— START OF Text —

The tax provision for interim periods is determined using an estimate of the Company’s annual effective tax rate, adjusted for discrete items, if any, that arise during the period. Each quarter, the Company updates its estimate of its annual effective tax rate, and if the estimated annual effective tax rate changes, the Company makes a cumulative adjustment in such period. The quarterly tax provision and estimate of the Company’s annual effective tax rate are subject to variation due to several factors including variability in pre-tax income (or loss), the mix of jurisdictions to which such income relates, changes in how the Company conducts business, and tax law developments.
For the three and six months ended June 30, 2021 the Company’s effective tax rate was 1.04% and 1.42%, respectively. The variations between the Company’s effective tax rate and the U.S. statutory rate are primarily due to the portion (approximately 94%) of the Company’s earnings attributable to non-controlling interests, and the fact that the Company's interest in Holdings LLC was acquired as part of the business combination transaction on January 21, 2021. The effective tax rate calculation for year to date includes income only from January 21, 2021 to June 30, 2021, which represents the period in which the Company had an ownership interest in Holdings LLC.

— END OF Text —

● **Tasks and exercises**:
A) Decide whether each statement agrees with the tax provision text, answering yes or no and quoting the words of the text that settle it: (i) The Company revises its estimate of its annual effective tax rate every quarter. (ii) The Company's effective tax rate for the six months ended June 30, 2021 was 1.04%. (iii) Roughly 94% of the Company's earnings are attributable to non-controlling interests.
B) According to the tax provision text, on what date did the Company acquire its interest in Holdings LLC?
C) Set down, word for word, the part of the tax provision text that opens with the words containing "For the three" and closes with "in Holdings LLC.".

— START OF Recorded information —

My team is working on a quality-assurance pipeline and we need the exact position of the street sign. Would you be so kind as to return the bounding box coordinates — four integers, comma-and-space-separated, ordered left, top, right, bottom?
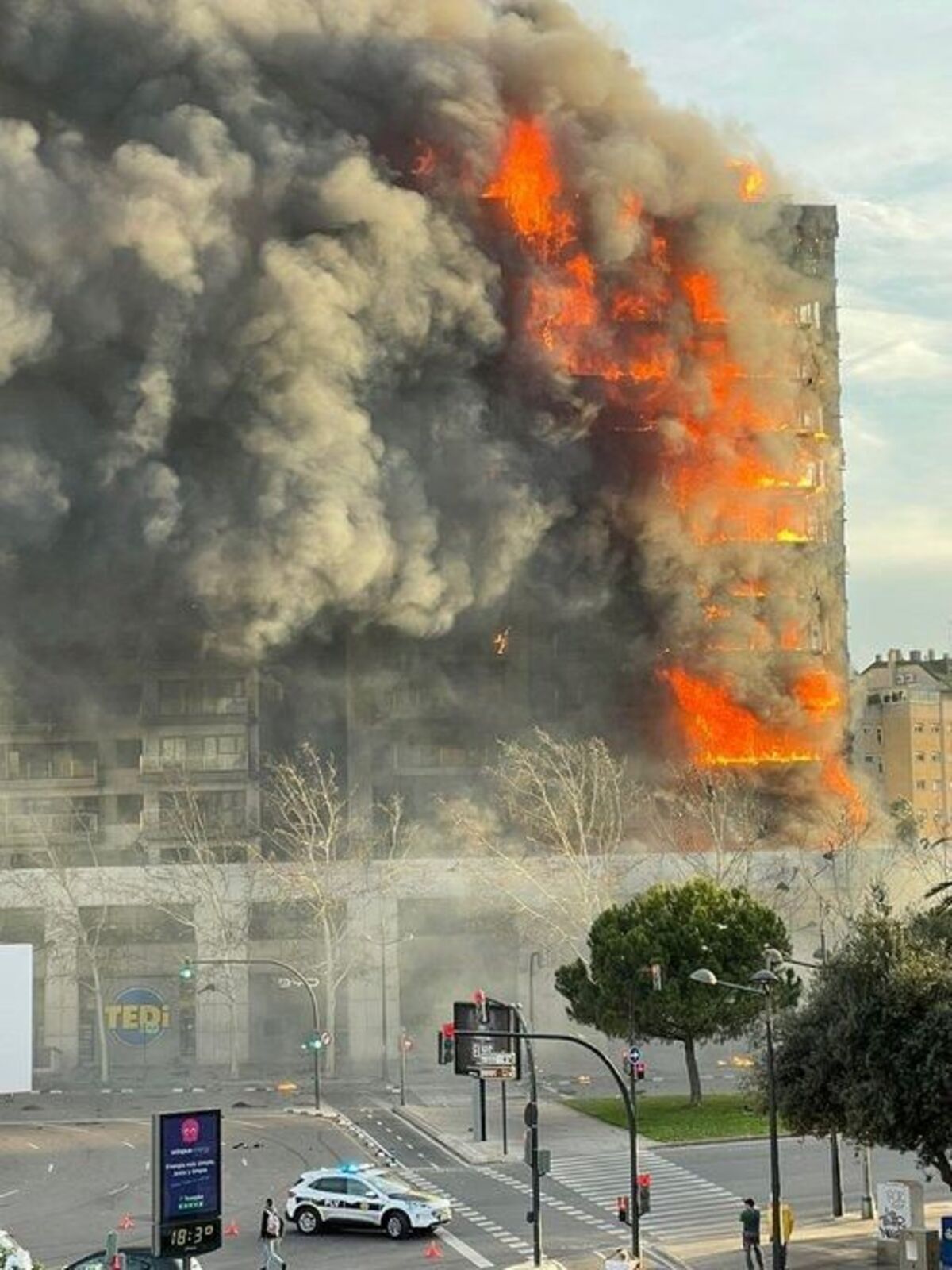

— END OF Recorded information —

● **Task answers**:
A)
(i) Yes: "Each quarter, the Company updates its estimate of its annual effective tax rate"
(ii) No: "For the three and six months ended June 30, 2021 the Company’s effective tax rate was 1.04% and 1.42%, respectively"
(iii) Yes: "the portion (approximately 94%) of the Company’s earnings attributable to non-controlling interests"

B) January 21, 2021, as part of the business combination transaction.

C)
For the three and six months ended June 30, 2021 the Company’s effective tax rate was 1.04% and 1.42%, respectively. The variations between the Company’s effective tax rate and the U.S. statutory rate are primarily due to the portion (approximately 94%) of the Company’s earnings attributable to non-controlling interests, and the fact that the Company's interest in Holdings LLC was acquired as part of the business combination transaction on January 21, 2021. The effective tax rate calculation for year to date includes income only from January 21, 2021 to June 30, 2021, which represents the period in which the Company had an ownership interest in Holdings LLC.